What to produce: Reproduce verbatim the portion of the entries that opens with the line containing "Query: **brown grass**" and closes with the line containing "247], [552, 142]]]", both lines included.

START Records to process

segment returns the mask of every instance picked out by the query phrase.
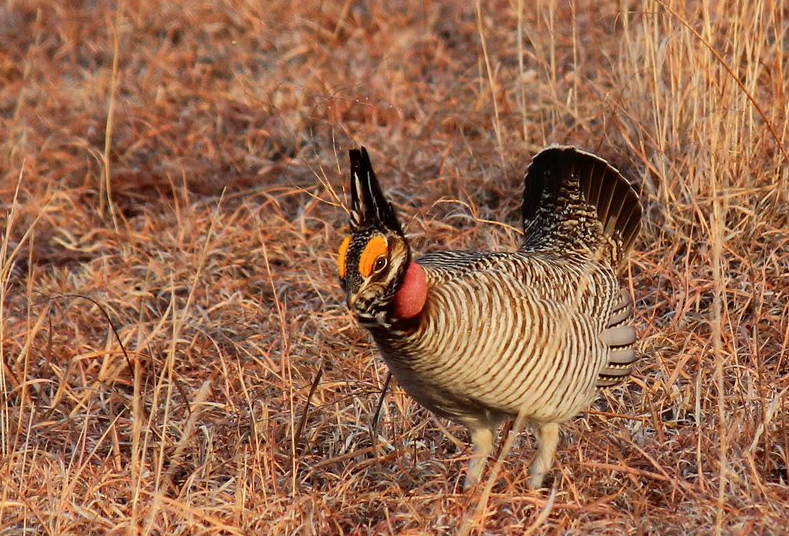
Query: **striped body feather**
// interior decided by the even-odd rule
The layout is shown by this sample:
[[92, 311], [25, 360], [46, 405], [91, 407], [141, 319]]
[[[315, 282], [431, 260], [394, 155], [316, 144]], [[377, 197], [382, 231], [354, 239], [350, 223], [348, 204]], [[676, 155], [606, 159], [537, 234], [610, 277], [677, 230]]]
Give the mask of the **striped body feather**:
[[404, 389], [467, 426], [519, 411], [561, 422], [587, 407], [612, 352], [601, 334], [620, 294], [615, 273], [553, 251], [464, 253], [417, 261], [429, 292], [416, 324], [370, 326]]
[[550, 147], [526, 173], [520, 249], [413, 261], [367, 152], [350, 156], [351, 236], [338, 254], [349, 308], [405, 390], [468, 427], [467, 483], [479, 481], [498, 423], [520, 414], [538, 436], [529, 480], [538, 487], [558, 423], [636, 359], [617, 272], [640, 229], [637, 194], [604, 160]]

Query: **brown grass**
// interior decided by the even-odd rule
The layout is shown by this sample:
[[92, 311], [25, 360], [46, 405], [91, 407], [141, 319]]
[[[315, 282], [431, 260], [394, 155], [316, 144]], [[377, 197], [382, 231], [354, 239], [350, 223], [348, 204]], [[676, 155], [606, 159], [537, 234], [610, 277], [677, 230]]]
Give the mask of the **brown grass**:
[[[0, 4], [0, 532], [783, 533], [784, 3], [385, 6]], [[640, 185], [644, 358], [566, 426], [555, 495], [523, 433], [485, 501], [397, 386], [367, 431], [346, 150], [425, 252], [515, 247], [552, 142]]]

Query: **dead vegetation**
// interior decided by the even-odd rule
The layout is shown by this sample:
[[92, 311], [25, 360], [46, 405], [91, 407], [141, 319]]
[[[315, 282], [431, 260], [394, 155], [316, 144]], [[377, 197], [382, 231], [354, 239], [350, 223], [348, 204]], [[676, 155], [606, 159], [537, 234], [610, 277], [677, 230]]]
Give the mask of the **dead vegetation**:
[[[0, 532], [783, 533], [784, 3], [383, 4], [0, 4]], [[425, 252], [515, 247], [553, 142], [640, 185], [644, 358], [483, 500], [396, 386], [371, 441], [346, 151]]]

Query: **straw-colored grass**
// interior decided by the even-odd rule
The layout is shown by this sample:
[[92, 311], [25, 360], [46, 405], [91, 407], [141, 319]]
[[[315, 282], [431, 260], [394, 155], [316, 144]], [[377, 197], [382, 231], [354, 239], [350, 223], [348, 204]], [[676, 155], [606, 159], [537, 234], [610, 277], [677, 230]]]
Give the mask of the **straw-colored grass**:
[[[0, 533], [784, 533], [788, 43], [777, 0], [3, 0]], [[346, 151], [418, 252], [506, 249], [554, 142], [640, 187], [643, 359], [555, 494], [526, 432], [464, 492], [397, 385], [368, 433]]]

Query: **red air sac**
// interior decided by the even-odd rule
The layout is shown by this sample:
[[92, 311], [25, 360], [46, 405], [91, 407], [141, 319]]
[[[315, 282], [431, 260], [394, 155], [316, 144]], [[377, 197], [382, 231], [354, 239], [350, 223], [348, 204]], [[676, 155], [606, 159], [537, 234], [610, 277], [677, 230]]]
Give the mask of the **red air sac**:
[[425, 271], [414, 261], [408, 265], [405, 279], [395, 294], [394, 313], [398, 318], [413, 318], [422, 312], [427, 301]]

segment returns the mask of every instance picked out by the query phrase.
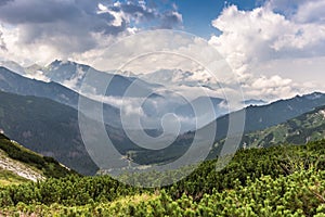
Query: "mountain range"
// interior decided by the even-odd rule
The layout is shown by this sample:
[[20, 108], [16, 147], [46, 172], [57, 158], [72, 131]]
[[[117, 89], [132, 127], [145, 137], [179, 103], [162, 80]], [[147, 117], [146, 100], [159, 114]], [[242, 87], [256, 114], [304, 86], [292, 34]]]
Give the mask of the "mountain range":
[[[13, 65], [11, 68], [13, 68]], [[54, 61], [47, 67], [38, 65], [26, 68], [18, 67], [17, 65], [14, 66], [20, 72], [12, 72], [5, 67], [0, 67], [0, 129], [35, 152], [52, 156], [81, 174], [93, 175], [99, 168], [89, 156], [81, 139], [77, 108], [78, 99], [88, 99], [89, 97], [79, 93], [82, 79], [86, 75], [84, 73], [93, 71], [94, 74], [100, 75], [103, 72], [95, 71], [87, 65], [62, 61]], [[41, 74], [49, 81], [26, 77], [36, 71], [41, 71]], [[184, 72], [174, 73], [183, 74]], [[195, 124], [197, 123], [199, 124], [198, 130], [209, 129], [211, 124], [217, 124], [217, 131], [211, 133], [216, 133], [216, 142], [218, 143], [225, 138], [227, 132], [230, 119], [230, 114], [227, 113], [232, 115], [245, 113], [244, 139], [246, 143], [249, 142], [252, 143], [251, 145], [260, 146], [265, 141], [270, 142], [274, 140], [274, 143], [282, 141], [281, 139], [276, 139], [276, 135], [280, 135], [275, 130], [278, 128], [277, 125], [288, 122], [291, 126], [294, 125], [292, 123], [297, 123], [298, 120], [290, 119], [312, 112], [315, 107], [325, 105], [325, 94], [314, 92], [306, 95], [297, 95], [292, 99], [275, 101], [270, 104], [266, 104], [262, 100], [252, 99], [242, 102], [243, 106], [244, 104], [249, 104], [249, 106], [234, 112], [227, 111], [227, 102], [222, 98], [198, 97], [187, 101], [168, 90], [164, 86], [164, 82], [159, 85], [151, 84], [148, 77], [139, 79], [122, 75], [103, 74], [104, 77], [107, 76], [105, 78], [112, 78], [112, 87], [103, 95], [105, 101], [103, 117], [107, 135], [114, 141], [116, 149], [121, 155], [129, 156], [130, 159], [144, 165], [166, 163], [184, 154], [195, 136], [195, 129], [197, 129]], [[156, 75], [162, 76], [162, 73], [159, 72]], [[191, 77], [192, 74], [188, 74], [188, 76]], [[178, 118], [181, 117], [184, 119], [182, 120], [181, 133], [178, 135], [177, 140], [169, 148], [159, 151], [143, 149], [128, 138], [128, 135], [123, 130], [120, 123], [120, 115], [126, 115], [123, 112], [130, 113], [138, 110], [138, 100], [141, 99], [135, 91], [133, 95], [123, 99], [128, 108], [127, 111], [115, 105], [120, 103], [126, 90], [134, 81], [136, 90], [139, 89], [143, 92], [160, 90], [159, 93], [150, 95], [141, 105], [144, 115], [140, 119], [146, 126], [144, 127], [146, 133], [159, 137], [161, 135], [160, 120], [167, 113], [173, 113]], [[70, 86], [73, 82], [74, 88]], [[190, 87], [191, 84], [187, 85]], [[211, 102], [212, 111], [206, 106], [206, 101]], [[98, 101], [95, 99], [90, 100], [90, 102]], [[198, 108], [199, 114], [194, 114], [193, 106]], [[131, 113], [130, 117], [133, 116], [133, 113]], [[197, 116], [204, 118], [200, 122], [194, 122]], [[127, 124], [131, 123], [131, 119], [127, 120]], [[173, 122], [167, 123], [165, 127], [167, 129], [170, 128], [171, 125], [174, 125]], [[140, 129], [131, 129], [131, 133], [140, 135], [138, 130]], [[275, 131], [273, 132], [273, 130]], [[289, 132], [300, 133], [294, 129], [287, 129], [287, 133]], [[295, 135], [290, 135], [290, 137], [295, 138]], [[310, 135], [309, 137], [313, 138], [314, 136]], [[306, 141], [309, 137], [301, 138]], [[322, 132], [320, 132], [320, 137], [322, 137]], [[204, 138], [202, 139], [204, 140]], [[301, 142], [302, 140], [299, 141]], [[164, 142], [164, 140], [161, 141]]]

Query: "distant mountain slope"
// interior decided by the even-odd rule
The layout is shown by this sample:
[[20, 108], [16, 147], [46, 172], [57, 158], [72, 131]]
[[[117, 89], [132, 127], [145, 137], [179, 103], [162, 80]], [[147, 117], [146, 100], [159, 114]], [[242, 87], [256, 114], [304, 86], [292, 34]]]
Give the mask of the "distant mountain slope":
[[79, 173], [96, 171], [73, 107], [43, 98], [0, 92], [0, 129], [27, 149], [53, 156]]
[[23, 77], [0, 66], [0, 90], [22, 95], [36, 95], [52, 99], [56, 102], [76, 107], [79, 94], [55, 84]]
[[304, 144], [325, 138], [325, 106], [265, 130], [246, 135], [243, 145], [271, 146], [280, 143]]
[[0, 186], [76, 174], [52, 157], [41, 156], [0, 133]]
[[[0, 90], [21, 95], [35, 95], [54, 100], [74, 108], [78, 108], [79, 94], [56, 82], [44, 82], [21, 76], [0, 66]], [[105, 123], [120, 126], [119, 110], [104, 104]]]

END Records to process

The response:
Query: **brown grass**
// interior decided by the even-odd rule
The layout is shown by this sample:
[[92, 311], [25, 360], [46, 405], [91, 407], [141, 319]]
[[[315, 282], [431, 260], [394, 155], [316, 144]], [[377, 197], [382, 231], [354, 239], [350, 223], [348, 204]], [[676, 155], [606, 159], [537, 234], [610, 277], [677, 230]]]
Give the mask of the **brown grass**:
[[[0, 4], [0, 532], [783, 533], [784, 3], [385, 6]], [[640, 185], [644, 358], [566, 426], [555, 495], [523, 433], [485, 501], [397, 386], [367, 431], [346, 150], [425, 252], [515, 247], [552, 142]]]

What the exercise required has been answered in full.